(Region annotation entries)
____

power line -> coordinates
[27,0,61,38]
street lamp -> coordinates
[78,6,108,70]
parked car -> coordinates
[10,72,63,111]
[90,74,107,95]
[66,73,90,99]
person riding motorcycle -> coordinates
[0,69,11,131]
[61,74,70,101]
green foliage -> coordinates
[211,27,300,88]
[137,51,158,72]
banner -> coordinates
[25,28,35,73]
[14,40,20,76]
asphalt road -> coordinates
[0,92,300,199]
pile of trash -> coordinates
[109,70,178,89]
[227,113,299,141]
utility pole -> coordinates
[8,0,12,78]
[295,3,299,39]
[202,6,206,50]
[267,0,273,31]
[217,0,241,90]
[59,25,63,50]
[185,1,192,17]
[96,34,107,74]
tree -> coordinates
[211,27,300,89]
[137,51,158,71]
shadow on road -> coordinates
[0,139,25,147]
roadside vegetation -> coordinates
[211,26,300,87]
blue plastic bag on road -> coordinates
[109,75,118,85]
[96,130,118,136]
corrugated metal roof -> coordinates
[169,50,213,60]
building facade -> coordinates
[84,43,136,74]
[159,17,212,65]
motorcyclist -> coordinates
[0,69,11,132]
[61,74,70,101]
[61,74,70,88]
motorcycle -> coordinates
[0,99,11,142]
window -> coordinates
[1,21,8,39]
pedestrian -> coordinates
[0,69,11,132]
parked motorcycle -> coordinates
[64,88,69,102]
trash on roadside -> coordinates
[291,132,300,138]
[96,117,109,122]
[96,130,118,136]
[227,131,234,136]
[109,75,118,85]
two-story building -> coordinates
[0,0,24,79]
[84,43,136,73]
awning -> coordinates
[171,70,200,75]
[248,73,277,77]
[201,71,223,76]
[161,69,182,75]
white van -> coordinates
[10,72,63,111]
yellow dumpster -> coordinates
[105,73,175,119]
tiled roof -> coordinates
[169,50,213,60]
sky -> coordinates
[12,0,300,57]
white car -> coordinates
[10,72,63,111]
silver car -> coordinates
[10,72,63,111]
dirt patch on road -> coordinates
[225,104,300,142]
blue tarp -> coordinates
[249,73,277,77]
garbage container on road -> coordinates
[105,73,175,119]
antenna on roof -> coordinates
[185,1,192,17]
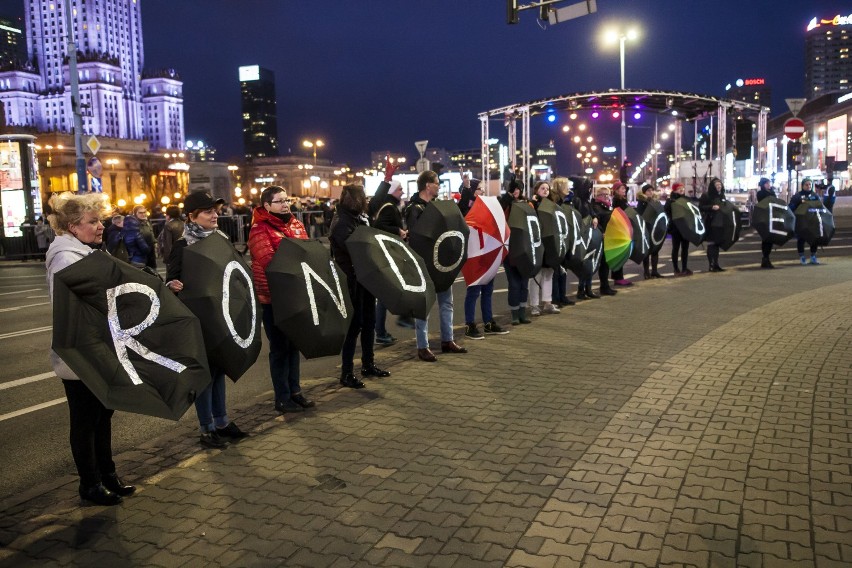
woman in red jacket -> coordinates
[248,185,316,413]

____

## [WHAT YOU SHOULD DO]
Reproduce the material above with every instance of "trash" switched to "litter", keeping everything else unchanged. Omit the pictures from your answer.

## [RESULT]
power line -> coordinates
[27,0,61,38]
street lamp -> coordinates
[78,6,108,70]
parked car -> coordinates
[10,72,63,111]
[90,74,107,95]
[66,73,90,99]
person riding motorcycle -> coordinates
[0,69,11,131]
[61,74,70,101]
green foliage -> coordinates
[211,27,300,88]
[137,51,158,72]
banner -> coordinates
[25,28,35,73]
[14,40,20,76]
asphalt road -> coordinates
[0,92,300,199]
pile of litter -> coordinates
[109,70,178,89]
[227,113,299,141]
utility pole -> coordinates
[8,0,12,78]
[295,3,299,39]
[202,6,206,50]
[267,0,273,31]
[217,0,241,90]
[59,25,63,50]
[185,1,192,17]
[96,34,107,74]
tree -> coordinates
[211,27,300,89]
[137,51,158,71]
shadow on road -> coordinates
[0,139,25,147]
roadside vegetation -> coordinates
[211,26,300,87]
blue plastic bag on road -> coordinates
[109,75,118,85]
[96,130,118,136]
corrugated metal roof -> coordinates
[169,50,213,60]
building facade -> coordinates
[84,43,136,74]
[159,17,212,65]
motorcyclist -> coordinates
[0,69,11,132]
[61,74,70,101]
[61,74,70,88]
motorcycle -> coordinates
[0,99,11,142]
window -> coordinates
[1,21,8,39]
pedestrian -> coordinates
[0,69,11,132]
parked motorcycle -> coordinates
[64,88,69,102]
litter on roadside -> coordinates
[291,132,300,138]
[96,117,109,122]
[96,130,118,136]
[227,131,234,136]
[109,75,118,85]
two-story building -> coordinates
[0,0,24,79]
[84,43,136,73]
awning -> coordinates
[171,70,200,75]
[248,73,277,77]
[201,71,223,76]
[161,69,182,75]
white van -> coordinates
[10,72,63,111]
yellow dumpster -> coordinates
[105,73,175,119]
tiled roof -> coordinates
[169,50,213,60]
sky -> coordinates
[12,0,300,57]
white car -> coordinates
[10,72,63,111]
silver car -> coordinates
[10,72,63,111]
dirt patch on road -> coordinates
[225,104,300,142]
blue tarp -> coordinates
[249,73,277,77]
garbage container on road -> coordinates
[105,73,175,119]
antenna on roof -> coordinates
[185,1,192,17]
woman in red jacket -> coordinates
[248,185,316,413]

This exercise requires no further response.